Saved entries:
....................

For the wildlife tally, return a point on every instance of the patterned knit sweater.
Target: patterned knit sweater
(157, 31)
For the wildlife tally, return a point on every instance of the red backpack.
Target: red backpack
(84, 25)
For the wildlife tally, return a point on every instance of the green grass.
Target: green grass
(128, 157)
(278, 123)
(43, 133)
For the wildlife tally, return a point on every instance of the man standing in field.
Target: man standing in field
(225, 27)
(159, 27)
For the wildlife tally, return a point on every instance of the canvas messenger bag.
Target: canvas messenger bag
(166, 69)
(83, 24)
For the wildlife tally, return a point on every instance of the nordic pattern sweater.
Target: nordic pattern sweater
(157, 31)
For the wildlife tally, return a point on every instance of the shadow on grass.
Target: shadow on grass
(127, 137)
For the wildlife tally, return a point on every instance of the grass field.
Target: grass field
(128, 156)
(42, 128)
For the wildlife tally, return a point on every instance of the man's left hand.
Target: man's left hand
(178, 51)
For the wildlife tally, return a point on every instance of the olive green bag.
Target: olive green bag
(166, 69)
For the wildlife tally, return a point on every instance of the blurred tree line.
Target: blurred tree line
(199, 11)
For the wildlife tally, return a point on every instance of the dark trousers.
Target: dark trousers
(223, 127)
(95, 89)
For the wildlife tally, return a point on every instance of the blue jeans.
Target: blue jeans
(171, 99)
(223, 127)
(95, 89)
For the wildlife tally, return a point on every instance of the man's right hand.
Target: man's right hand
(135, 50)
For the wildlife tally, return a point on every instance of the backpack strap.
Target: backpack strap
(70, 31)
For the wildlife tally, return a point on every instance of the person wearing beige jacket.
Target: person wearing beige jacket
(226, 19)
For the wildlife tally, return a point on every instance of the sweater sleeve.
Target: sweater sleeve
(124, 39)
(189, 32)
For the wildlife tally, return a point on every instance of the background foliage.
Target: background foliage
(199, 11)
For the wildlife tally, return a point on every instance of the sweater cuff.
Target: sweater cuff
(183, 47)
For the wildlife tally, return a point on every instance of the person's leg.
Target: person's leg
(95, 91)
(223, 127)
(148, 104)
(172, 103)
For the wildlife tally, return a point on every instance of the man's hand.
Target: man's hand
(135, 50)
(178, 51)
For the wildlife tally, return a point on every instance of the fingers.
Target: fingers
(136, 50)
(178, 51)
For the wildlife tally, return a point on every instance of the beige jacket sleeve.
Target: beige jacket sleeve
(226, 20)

....................

§ **WHAT YOU HAVE TO DO**
Look above for the line with "olive green bag." and the line with "the man's hand.". Write out those two lines and all the lines between them, exactly, and no others.

§ **SOLUTION TO THIS TASK**
For the wildlife tally, return a point on every instance of the olive green bag.
Target: olive green bag
(166, 69)
For the wildlife tally, return a point on every instance of the blurred tree line.
Target: blurred tree line
(199, 11)
For the wildlife tally, return a point on every instance of the dark trousers.
Target: dark trousers
(223, 127)
(95, 89)
For the wildlife tally, return a point on every instance of the blue jeans.
Target: blue jeans
(171, 99)
(223, 127)
(95, 89)
For the wildlife tally, return a point on every instance of the man's right hand.
Target: man's right hand
(135, 50)
For the wildlife tally, return a point on every instance of the backpack strap.
Target: backpack strap
(70, 31)
For the wildlife tally, return a point on every instance of the person wearing beige jacket.
Target: person wearing beige jacket
(226, 19)
For the wildlife tally, return a point on every instance of the sweater sleeve.
Target: sweater sleeve
(124, 39)
(189, 32)
For the wildlife tally, return a point on every instance of the background foliage.
Target: background foliage
(199, 11)
For the wildlife tally, return a point on every instance of the sweater cuff.
Target: sweater cuff
(183, 47)
For the wildlife tally, return a point on every instance of the person's leg.
Target: person's leg
(95, 91)
(223, 127)
(148, 104)
(172, 103)
For the wildlife tally, return a point on every instance of the man's hand.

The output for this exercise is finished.